The exercise:
Set down, word for word, the part of the winter reading list below that starts with "One winter night" and goes on through "about to change.".

**** Text section

I’m often asked what I’m reading, but a couple of people lately have asked me to share what I listen to. So here are my books and songs for winter 2023.
Six books I’ll be reading this winter
I always have a big stack of books that I need to read for research or other work-related things, but as always I have a stack for pure pleasure, that I plan to gorge on by the fire.
Melmoth, by Sarah Perry
I’m a big fan of Sarah Perry, but somehow I’ve never got around to reading this one. Suitably gothic, for a winter evening.
One winter night in Prague, Helen Franklin meets her friend Karel on the street. Agitated and enthralled, he tells her he has come into possession of a mysterious old manuscript, filled with personal testimonies that take them from 17th-century England to wartime Czechoslovakia, the tropical streets of Manila, and 1920s Turkey. All of them tell of being followed by a tall, silent woman in black, bearing an unforgettable message. Helen reads its contents with intrigue, but everything in her life is about to change.
Great Circle, by Maggie Shipstead
It was inevitable that this novel would find me, when it is about a woman pilot. One who’s rather more intrepid than I was, when I decided to learn to fly to overcome a fear of flying, in 1999.
A soaring, breathtakingly ambitious novel that weaves together the astonishing lives of a 1950s vanished female aviator and the modern-day Hollywood actress who plays her on screen.
Marian Graves is driven by a need for freedom and danger. From her days as a wild child in prohibition America to the blitz and glitz of wartime London, she is determined to live an independent life. But it is an obsession with flight that consumes her most. Having become one of the most fearless pilots in her time, she sets out to do what no one has done before: to circumnavigate the globe from pole to pole. But shortly before completing the journey, her plane disappears, lost to history. Over half a century later, troubled film star Hadley Baxter is offered to play Marian in the comeback role of a lifetime. From the first pages of the script, Hadley is drawn inexorably to the female pilot. It is a role that will lead her to an unexpected discovery, throwing fresh and spellbinding light on the story of the unknowable Marian Graves.
Journal, by Katherine Mansfield
I treated myself a month ago to a trio of books from the very wonderful Persephone Books. I love a good diarist almost as much as I love a good memoirist, and I should have read Mansfield’s long, long ago.
Katherine Mansfield's Journal is one of the great classics of twentieth century literature but has not been in print for many years. Yet it is a uniquely truthful record of a great writer at work, of the spirit of a genius in the last ten years of her life, and of the development of the modern mind during the early years of the last century. … Katherine Mansfield's Journal is far more than an intermittent record of twelve years of a writer's life: it is intensely observant, self-critical, self-chastising, confessional, atmospheric, agonised and funny, an essential document for anyone interested in women's writing of the last century and in one of its greatest writers.
Prophet Song, by Paul Lynch
How not to want to read a book about an authoritarian, dystopian Ireland. And it just won the Booker Prize.

********
**** Data extract

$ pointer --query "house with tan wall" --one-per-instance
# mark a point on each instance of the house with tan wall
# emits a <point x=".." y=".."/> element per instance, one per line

********

Complete response:
One winter night in Prague, Helen Franklin meets her friend Karel on the street. Agitated and enthralled, he tells her he has come into possession of a mysterious old manuscript, filled with personal testimonies that take them from 17th-century England to wartime Czechoslovakia, the tropical streets of Manila, and 1920s Turkey. All of them tell of being followed by a tall, silent woman in black, bearing an unforgettable message. Helen reads its contents with intrigue, but everything in her life is about to change.